But the evidence objected to- did not show, or attempt to show, plaintiff’s part of the agreement. It only tended to show what representations were made to the defendant by the agent for the purpose of securing the order, and that such representations were untrue and misleading, and deceived the defendant. It is not claimed that the agent promised any cuts, etc., or made any agreement whatever. He simply described the book for which he was soliciting subscriptions, and stated what its contents were to be, and we think the court below was clearly right in admitting such evidence. Fraud vitiates all contracts, and no one can, by a limitation such as contained in this instrument, escape from the penalty of the fraudulent representations of his agent made in the scope of his apparent authority. From all the facts in the case, it was necessary that the agent should make some representations as to the character of the work to be published, or else he could get no subscribers, and he was deputed for that purpose. In other words, the plaintiff cannot avail herself of the contract procured by her agent without also subjecting herself to the penalty of any false and fraudulent representation such agent might have made.

Information provided
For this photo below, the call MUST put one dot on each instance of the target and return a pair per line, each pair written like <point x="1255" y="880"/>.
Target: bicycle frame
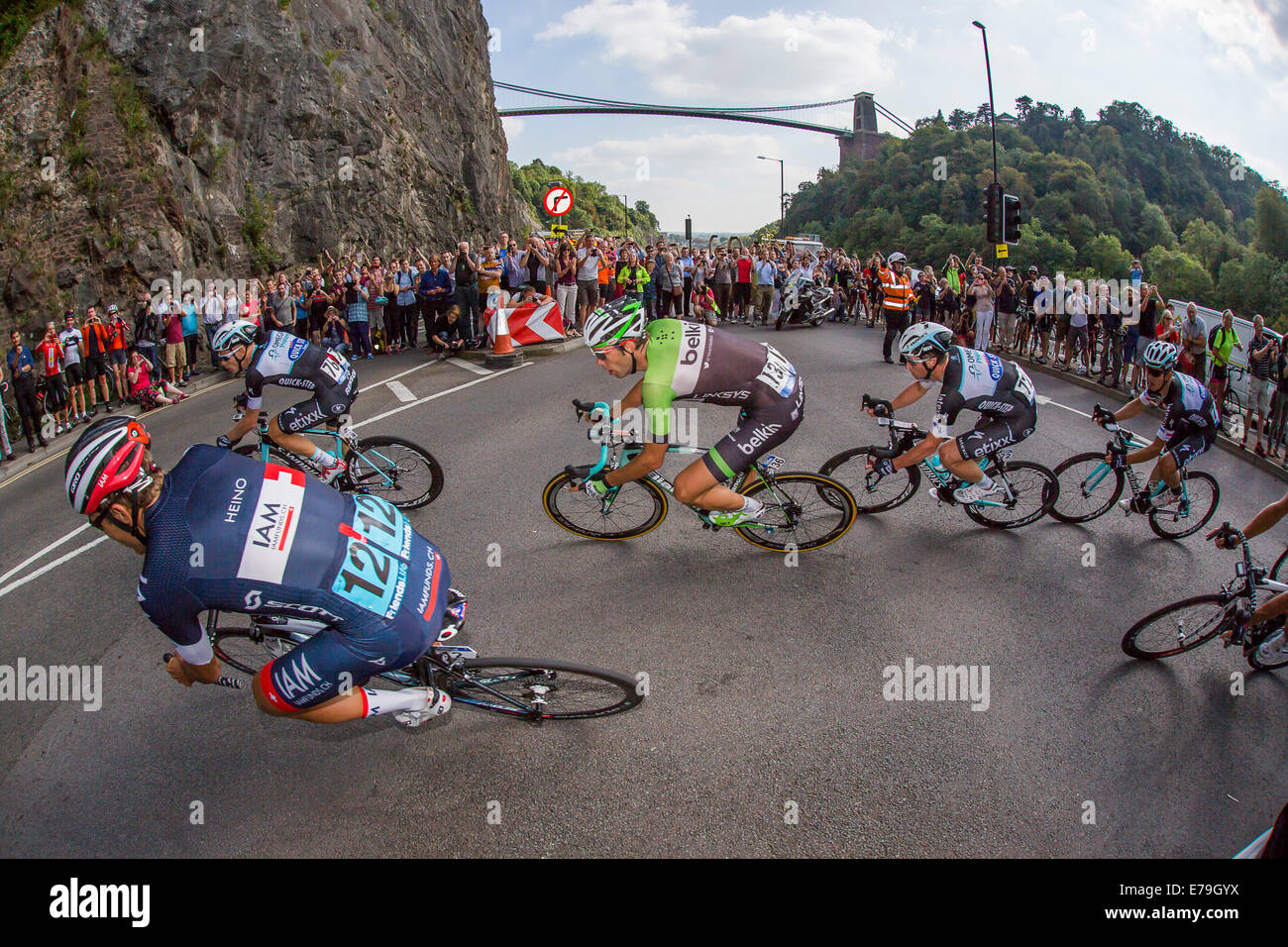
<point x="1126" y="440"/>
<point x="941" y="475"/>
<point x="612" y="441"/>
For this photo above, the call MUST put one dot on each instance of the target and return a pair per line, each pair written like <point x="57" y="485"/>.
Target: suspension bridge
<point x="858" y="144"/>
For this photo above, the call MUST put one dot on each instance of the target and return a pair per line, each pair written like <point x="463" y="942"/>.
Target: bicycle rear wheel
<point x="1177" y="628"/>
<point x="1033" y="491"/>
<point x="1202" y="493"/>
<point x="634" y="509"/>
<point x="851" y="470"/>
<point x="1089" y="487"/>
<point x="540" y="688"/>
<point x="804" y="510"/>
<point x="394" y="470"/>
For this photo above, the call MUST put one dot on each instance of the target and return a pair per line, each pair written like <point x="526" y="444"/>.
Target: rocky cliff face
<point x="223" y="138"/>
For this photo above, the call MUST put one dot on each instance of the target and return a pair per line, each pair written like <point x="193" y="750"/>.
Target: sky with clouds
<point x="1218" y="68"/>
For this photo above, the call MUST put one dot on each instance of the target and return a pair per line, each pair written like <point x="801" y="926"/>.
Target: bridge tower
<point x="864" y="142"/>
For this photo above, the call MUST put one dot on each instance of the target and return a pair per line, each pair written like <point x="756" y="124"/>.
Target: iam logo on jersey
<point x="271" y="528"/>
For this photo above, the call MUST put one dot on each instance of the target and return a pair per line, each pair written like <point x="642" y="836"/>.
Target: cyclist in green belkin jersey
<point x="687" y="361"/>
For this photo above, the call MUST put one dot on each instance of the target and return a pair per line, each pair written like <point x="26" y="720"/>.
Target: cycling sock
<point x="389" y="701"/>
<point x="322" y="459"/>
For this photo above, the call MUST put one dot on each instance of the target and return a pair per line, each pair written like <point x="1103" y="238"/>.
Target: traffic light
<point x="993" y="213"/>
<point x="1012" y="219"/>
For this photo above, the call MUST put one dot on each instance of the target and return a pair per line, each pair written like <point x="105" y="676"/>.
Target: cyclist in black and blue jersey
<point x="970" y="380"/>
<point x="287" y="361"/>
<point x="227" y="532"/>
<point x="1189" y="428"/>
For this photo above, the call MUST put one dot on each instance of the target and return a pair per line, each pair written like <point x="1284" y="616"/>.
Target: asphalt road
<point x="765" y="680"/>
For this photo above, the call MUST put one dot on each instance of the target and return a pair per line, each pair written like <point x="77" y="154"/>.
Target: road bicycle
<point x="1026" y="493"/>
<point x="529" y="688"/>
<point x="1193" y="621"/>
<point x="1090" y="486"/>
<point x="803" y="510"/>
<point x="393" y="468"/>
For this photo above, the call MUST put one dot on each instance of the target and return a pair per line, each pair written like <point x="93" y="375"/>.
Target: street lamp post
<point x="988" y="68"/>
<point x="782" y="191"/>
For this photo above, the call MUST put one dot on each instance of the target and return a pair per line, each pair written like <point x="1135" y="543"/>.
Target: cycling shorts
<point x="758" y="433"/>
<point x="1186" y="445"/>
<point x="55" y="392"/>
<point x="327" y="402"/>
<point x="334" y="661"/>
<point x="992" y="433"/>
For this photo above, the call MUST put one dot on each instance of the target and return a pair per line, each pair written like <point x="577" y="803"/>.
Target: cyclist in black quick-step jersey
<point x="290" y="363"/>
<point x="695" y="363"/>
<point x="971" y="380"/>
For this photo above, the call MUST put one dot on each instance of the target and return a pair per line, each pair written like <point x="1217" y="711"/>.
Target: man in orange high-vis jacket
<point x="896" y="298"/>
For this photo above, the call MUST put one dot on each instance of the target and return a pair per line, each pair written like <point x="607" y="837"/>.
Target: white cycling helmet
<point x="925" y="337"/>
<point x="1160" y="356"/>
<point x="617" y="321"/>
<point x="233" y="334"/>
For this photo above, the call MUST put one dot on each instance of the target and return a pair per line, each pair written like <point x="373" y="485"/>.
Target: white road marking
<point x="52" y="545"/>
<point x="400" y="390"/>
<point x="432" y="397"/>
<point x="469" y="367"/>
<point x="56" y="562"/>
<point x="408" y="371"/>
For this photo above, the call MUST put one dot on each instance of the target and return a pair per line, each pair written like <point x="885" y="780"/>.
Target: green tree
<point x="1273" y="223"/>
<point x="1177" y="274"/>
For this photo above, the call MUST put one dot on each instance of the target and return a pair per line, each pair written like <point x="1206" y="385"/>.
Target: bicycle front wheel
<point x="853" y="468"/>
<point x="1028" y="493"/>
<point x="632" y="509"/>
<point x="394" y="470"/>
<point x="1089" y="487"/>
<point x="803" y="510"/>
<point x="1176" y="628"/>
<point x="1202" y="495"/>
<point x="540" y="688"/>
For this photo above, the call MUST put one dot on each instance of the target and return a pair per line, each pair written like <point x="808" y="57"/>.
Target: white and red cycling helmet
<point x="107" y="458"/>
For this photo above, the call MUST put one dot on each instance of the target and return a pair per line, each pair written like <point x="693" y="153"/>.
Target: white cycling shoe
<point x="439" y="702"/>
<point x="974" y="492"/>
<point x="329" y="475"/>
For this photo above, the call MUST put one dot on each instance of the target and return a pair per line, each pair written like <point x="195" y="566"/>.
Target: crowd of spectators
<point x="365" y="307"/>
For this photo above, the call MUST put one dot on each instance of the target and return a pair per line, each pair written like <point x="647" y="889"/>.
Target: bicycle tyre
<point x="356" y="479"/>
<point x="984" y="515"/>
<point x="1076" y="489"/>
<point x="1131" y="643"/>
<point x="828" y="493"/>
<point x="622" y="686"/>
<point x="854" y="468"/>
<point x="1194" y="525"/>
<point x="1279" y="562"/>
<point x="557" y="487"/>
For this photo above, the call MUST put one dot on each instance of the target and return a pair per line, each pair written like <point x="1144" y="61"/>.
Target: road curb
<point x="1224" y="442"/>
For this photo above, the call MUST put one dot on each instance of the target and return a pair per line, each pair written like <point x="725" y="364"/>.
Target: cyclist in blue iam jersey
<point x="226" y="532"/>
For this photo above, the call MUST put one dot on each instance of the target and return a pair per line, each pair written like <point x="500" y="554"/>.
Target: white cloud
<point x="806" y="54"/>
<point x="715" y="176"/>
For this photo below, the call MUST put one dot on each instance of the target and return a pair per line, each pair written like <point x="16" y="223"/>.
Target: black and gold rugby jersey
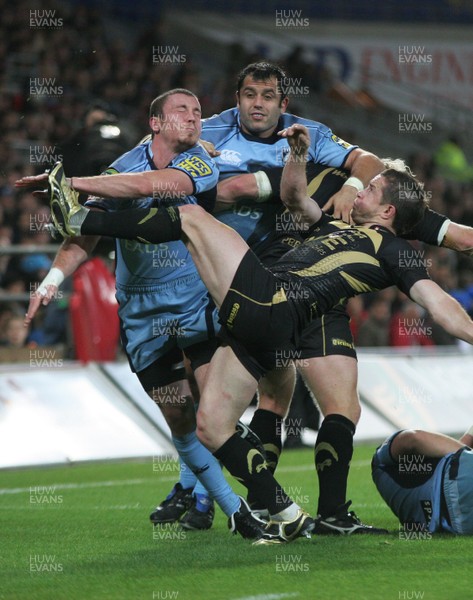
<point x="337" y="261"/>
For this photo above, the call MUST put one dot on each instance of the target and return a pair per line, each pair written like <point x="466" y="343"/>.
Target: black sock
<point x="247" y="465"/>
<point x="333" y="452"/>
<point x="267" y="426"/>
<point x="148" y="225"/>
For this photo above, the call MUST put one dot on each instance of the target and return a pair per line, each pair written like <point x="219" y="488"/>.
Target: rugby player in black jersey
<point x="263" y="311"/>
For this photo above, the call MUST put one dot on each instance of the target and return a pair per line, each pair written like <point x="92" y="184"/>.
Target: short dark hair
<point x="156" y="107"/>
<point x="407" y="195"/>
<point x="261" y="71"/>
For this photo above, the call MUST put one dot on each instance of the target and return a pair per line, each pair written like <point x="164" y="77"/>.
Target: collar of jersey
<point x="253" y="138"/>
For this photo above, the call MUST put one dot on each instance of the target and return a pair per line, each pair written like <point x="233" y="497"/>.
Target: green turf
<point x="96" y="542"/>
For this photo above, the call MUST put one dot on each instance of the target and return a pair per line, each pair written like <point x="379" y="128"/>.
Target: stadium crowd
<point x="53" y="71"/>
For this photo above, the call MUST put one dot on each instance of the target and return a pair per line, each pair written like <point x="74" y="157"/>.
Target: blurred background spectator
<point x="80" y="92"/>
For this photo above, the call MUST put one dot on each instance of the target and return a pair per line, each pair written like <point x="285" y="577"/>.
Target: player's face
<point x="260" y="106"/>
<point x="180" y="122"/>
<point x="368" y="202"/>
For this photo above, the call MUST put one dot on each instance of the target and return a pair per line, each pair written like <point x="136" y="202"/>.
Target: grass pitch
<point x="82" y="532"/>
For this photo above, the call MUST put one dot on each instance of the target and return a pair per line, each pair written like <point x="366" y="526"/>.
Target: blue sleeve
<point x="328" y="148"/>
<point x="107" y="204"/>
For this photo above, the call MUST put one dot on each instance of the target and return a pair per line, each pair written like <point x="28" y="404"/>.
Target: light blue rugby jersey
<point x="244" y="153"/>
<point x="143" y="265"/>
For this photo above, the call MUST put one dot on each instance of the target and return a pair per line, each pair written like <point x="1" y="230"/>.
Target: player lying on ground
<point x="427" y="481"/>
<point x="264" y="311"/>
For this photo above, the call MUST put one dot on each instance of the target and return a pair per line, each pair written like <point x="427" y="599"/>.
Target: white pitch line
<point x="270" y="596"/>
<point x="117" y="482"/>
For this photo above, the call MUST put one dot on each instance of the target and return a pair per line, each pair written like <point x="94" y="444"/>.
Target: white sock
<point x="288" y="514"/>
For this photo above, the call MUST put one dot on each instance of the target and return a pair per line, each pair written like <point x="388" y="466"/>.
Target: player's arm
<point x="164" y="182"/>
<point x="467" y="438"/>
<point x="443" y="309"/>
<point x="459" y="237"/>
<point x="363" y="166"/>
<point x="294" y="178"/>
<point x="136" y="185"/>
<point x="70" y="256"/>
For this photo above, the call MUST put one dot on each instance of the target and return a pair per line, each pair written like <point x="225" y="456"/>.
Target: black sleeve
<point x="207" y="199"/>
<point x="322" y="181"/>
<point x="319" y="228"/>
<point x="406" y="264"/>
<point x="427" y="230"/>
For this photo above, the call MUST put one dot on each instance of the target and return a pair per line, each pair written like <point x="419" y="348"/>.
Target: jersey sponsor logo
<point x="340" y="342"/>
<point x="233" y="314"/>
<point x="230" y="157"/>
<point x="426" y="506"/>
<point x="283" y="152"/>
<point x="340" y="142"/>
<point x="250" y="460"/>
<point x="195" y="166"/>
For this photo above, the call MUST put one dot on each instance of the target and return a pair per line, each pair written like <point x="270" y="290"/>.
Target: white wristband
<point x="355" y="182"/>
<point x="54" y="277"/>
<point x="264" y="186"/>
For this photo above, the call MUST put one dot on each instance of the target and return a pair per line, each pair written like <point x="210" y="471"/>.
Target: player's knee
<point x="406" y="441"/>
<point x="179" y="417"/>
<point x="204" y="430"/>
<point x="194" y="211"/>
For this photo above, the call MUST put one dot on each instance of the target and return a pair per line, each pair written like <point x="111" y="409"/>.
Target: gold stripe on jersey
<point x="278" y="297"/>
<point x="374" y="236"/>
<point x="314" y="185"/>
<point x="356" y="284"/>
<point x="335" y="261"/>
<point x="324" y="349"/>
<point x="150" y="215"/>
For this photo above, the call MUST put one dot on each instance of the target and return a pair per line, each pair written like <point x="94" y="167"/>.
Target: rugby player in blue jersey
<point x="251" y="160"/>
<point x="164" y="307"/>
<point x="426" y="479"/>
<point x="261" y="309"/>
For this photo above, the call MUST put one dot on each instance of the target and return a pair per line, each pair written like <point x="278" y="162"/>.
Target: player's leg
<point x="165" y="383"/>
<point x="275" y="391"/>
<point x="228" y="392"/>
<point x="216" y="249"/>
<point x="426" y="443"/>
<point x="328" y="365"/>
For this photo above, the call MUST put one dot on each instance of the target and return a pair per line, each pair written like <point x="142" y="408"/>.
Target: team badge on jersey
<point x="230" y="157"/>
<point x="340" y="142"/>
<point x="283" y="153"/>
<point x="195" y="166"/>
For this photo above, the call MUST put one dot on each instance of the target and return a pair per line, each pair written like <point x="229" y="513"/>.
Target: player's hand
<point x="32" y="180"/>
<point x="298" y="138"/>
<point x="41" y="297"/>
<point x="341" y="203"/>
<point x="210" y="148"/>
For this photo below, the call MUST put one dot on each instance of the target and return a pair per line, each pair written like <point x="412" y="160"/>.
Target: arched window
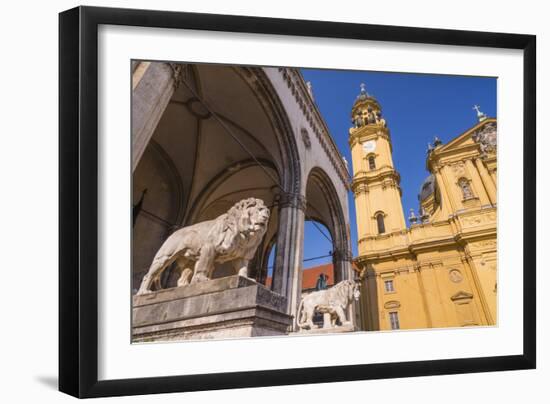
<point x="380" y="223"/>
<point x="464" y="185"/>
<point x="372" y="163"/>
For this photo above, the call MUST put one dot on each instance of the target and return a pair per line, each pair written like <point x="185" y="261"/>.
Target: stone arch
<point x="323" y="205"/>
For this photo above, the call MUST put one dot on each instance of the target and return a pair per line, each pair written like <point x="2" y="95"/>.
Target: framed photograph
<point x="252" y="202"/>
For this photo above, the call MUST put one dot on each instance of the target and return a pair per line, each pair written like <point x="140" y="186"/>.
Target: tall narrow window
<point x="464" y="185"/>
<point x="380" y="223"/>
<point x="372" y="163"/>
<point x="394" y="320"/>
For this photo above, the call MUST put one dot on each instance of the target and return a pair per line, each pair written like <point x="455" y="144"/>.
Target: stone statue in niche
<point x="231" y="237"/>
<point x="332" y="303"/>
<point x="464" y="184"/>
<point x="487" y="138"/>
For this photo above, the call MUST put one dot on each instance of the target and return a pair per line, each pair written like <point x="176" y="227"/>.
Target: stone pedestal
<point x="230" y="307"/>
<point x="329" y="330"/>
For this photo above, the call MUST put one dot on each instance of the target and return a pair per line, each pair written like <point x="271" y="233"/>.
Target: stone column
<point x="342" y="270"/>
<point x="287" y="276"/>
<point x="478" y="183"/>
<point x="447" y="202"/>
<point x="487" y="181"/>
<point x="153" y="85"/>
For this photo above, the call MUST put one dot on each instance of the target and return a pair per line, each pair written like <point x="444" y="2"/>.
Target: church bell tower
<point x="375" y="180"/>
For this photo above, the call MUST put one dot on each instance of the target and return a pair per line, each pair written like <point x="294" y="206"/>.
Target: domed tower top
<point x="366" y="110"/>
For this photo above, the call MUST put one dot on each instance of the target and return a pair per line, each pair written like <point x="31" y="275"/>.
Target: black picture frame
<point x="78" y="201"/>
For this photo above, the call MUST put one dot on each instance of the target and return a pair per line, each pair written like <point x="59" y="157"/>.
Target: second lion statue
<point x="231" y="237"/>
<point x="333" y="301"/>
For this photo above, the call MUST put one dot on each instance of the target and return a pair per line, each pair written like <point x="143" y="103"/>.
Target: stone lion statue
<point x="333" y="301"/>
<point x="231" y="237"/>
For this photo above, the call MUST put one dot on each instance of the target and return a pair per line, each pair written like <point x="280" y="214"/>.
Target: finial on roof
<point x="412" y="217"/>
<point x="480" y="115"/>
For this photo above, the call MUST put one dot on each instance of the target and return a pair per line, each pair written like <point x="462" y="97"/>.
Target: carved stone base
<point x="230" y="307"/>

Task details
Extend the court opinion above on the agent's false representations about the subscription book, starting after its final sentence.

Right answer
This case is very similar to Fashion Co. v. Skinner (Sup.) 19 N. Y. Supp. 62, where there was a similar clause, and the defendant answered by setting up fraud on the part of the plaintiff’s agent. This part of the answer was demurred to, on the ground that it did not state facts sufficient to constitute a defense, and the demurrer was overruled by a judgment for defendant, ordered at special term. On appeal to the general term, this decision was affirmed by a divided court, two being in favor of the affirmance, and one against it. The fact that this was decided upon demurrer, we think, makes no difference in the rule of law applicable to such cases. It is true that the presiding justice who delivered the prevailing opinion did in its course state: “Whether, upon the trial, the proof will sustain the *488averments, is one question; but the demurrer admits that the defendants were induced to enter into the contracts by false and fraudulent representations.” This, however, in our judgment, only means that in that particular case, in the opinion of the judge, there may have been difficulty in finding proof of the allegations, not that they would be inadmissible under such a contract.

We therefore find no error in the rulings of the court below upon these questions, and that the case was properly submitted to the jury under a very clear statement of the law by the court, and that the verdict of the jury was not only right, but righteous. The judgment entered thereon should be affirmed, with costs.